Location identification entries
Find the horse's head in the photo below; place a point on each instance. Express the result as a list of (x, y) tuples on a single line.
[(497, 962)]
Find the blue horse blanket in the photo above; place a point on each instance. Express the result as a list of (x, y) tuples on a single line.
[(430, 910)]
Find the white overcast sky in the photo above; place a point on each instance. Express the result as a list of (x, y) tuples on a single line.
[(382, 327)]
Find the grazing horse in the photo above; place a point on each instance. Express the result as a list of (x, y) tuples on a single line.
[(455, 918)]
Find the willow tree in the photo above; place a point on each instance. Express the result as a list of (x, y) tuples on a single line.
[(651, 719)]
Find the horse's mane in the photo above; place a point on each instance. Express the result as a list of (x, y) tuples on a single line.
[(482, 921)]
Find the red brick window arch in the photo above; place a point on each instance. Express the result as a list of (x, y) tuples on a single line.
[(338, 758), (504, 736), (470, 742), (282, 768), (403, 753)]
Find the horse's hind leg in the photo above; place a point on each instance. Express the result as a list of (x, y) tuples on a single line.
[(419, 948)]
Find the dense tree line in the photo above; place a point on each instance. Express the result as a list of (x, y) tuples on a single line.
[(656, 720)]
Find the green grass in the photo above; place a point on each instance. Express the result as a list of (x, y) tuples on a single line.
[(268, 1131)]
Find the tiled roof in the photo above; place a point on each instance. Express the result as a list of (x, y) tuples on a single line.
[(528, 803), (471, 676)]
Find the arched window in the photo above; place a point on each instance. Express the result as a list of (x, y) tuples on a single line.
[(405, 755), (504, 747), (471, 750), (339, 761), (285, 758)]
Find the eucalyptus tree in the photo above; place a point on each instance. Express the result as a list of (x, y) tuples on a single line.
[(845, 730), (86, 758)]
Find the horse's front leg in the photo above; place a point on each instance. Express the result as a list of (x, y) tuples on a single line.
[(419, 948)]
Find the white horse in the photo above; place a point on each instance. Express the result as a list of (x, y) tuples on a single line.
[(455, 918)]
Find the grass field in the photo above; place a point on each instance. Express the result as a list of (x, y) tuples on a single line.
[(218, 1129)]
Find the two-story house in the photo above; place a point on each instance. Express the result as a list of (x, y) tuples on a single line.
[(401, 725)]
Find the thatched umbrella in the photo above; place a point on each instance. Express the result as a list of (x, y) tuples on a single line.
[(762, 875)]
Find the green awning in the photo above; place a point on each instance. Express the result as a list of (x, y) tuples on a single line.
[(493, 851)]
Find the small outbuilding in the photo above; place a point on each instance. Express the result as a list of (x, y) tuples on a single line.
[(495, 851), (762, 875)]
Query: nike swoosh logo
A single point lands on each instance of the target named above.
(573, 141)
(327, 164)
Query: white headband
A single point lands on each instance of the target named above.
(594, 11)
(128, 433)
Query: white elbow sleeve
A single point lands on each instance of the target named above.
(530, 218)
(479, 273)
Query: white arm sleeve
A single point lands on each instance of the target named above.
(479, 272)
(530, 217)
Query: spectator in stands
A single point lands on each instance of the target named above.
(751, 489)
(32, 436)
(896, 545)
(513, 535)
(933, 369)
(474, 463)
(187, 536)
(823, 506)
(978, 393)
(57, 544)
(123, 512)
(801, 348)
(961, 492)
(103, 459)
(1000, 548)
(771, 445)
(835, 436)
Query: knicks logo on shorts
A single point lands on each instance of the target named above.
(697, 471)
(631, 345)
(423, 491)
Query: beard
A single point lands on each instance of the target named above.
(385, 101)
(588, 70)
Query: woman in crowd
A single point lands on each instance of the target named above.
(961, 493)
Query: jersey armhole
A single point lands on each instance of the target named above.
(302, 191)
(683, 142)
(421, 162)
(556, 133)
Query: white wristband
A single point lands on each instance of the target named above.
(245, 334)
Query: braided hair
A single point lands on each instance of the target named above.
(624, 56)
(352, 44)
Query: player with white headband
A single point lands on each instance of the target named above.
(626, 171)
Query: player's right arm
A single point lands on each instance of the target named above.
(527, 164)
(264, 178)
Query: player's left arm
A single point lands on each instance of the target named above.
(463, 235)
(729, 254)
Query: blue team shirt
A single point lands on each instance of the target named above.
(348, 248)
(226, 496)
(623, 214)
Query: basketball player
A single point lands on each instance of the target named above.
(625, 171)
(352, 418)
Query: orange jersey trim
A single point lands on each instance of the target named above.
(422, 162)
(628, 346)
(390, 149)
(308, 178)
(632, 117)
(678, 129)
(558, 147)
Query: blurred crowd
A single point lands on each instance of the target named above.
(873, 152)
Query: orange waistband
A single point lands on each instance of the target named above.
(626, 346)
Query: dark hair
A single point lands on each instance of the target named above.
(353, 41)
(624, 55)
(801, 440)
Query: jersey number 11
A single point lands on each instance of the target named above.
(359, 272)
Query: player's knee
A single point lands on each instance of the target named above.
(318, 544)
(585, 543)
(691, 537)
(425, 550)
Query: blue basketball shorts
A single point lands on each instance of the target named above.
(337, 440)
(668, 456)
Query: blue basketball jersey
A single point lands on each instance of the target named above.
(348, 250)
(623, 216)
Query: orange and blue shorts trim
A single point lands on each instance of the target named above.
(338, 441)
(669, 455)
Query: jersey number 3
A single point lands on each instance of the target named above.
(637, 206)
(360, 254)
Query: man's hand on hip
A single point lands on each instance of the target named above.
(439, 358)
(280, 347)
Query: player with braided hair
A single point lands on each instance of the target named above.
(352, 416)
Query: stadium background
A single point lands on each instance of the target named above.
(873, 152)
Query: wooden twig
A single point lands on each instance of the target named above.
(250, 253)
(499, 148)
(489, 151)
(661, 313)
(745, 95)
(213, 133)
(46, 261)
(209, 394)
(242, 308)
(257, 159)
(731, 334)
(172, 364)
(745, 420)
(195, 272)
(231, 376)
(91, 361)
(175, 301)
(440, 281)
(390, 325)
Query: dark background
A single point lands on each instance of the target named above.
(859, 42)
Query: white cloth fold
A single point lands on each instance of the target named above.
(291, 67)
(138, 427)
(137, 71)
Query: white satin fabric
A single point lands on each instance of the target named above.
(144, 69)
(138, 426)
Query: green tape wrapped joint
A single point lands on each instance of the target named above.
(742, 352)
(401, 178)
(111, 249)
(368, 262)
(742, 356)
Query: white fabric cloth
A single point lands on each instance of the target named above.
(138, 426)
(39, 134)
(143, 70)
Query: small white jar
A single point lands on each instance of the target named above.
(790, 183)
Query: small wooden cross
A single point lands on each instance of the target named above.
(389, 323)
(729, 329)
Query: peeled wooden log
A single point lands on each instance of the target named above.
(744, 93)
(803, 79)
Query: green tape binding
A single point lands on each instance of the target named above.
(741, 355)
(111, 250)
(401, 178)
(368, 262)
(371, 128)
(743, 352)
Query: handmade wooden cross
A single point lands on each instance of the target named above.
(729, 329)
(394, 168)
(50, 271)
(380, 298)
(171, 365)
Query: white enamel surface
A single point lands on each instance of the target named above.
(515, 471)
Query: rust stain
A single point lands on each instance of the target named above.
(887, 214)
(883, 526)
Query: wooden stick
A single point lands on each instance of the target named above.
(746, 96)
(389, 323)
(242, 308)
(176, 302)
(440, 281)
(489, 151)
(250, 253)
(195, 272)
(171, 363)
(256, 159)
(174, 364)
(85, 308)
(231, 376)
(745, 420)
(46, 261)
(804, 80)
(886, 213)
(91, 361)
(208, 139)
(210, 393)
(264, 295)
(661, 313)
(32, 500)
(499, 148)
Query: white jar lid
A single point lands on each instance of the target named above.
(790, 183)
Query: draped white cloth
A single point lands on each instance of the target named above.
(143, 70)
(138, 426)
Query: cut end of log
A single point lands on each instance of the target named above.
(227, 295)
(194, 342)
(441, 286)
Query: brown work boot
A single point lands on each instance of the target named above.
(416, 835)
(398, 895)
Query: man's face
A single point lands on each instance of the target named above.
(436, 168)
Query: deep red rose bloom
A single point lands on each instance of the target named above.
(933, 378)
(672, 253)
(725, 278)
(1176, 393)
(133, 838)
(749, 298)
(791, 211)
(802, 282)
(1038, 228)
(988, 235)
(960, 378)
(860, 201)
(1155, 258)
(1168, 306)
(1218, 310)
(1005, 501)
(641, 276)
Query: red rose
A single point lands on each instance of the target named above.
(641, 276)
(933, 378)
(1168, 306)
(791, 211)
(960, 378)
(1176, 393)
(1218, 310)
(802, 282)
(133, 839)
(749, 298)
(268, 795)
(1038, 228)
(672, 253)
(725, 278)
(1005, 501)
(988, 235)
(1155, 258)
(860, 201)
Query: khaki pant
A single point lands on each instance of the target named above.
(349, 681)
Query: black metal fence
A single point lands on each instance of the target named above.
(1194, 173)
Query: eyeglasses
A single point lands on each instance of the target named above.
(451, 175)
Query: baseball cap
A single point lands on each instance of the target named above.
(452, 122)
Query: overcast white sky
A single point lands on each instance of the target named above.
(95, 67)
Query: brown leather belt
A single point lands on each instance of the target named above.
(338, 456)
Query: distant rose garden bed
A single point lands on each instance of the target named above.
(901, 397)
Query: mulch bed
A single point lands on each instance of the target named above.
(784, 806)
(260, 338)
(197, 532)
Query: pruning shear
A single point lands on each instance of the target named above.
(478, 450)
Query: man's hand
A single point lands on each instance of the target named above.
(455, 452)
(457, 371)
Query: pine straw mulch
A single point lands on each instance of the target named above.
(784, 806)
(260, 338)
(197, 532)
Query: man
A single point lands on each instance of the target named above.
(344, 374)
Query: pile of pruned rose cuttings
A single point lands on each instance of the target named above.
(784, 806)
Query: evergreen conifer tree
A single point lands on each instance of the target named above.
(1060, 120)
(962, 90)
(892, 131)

> _Stated task_:
Copy out the items word for word, beginning at the first line of the items and stopping after the line that contains "[(656, 720)]".

> _Task output_:
Find the horse's head in the photo below; place a point on each instance. Express the result as a list of (x, y) tuples on a single line.
[(497, 962)]
Find the blue horse blanket in the photo above; place a point on each instance. Express the result as a list of (x, y) tuples on a single line.
[(430, 910)]
Find the white overcast sky in the photo above; place a point on each instance. Express the result as a list of (x, y) tuples on a single line.
[(382, 327)]
Find the grazing horse in the photo above; place a point on each instance. Express the result as a list of (x, y) tuples on a single line.
[(455, 918)]
Find the willow tree in the photo above; place a point on each instance. Express the result as a list of (x, y) tuples on a single line.
[(651, 719)]
Find the horse's mane in the photo above; place a point on each instance. Express the result as a list of (x, y) tuples on a single line.
[(482, 921)]
Find the red brick window arch in the photo above; place a point on each instance. Express the result as a list of (x, y) tuples on a single line.
[(338, 758), (504, 736), (470, 742), (282, 768), (403, 753)]
Find the horse's hind leg in the photo above; place a point on each instance. Express the result as a list of (x, y) tuples on a single line.
[(419, 948)]
Find the dense tree line in the photo above; place a point on each instance. Express the result as a list of (x, y) tuples on a single line.
[(656, 720)]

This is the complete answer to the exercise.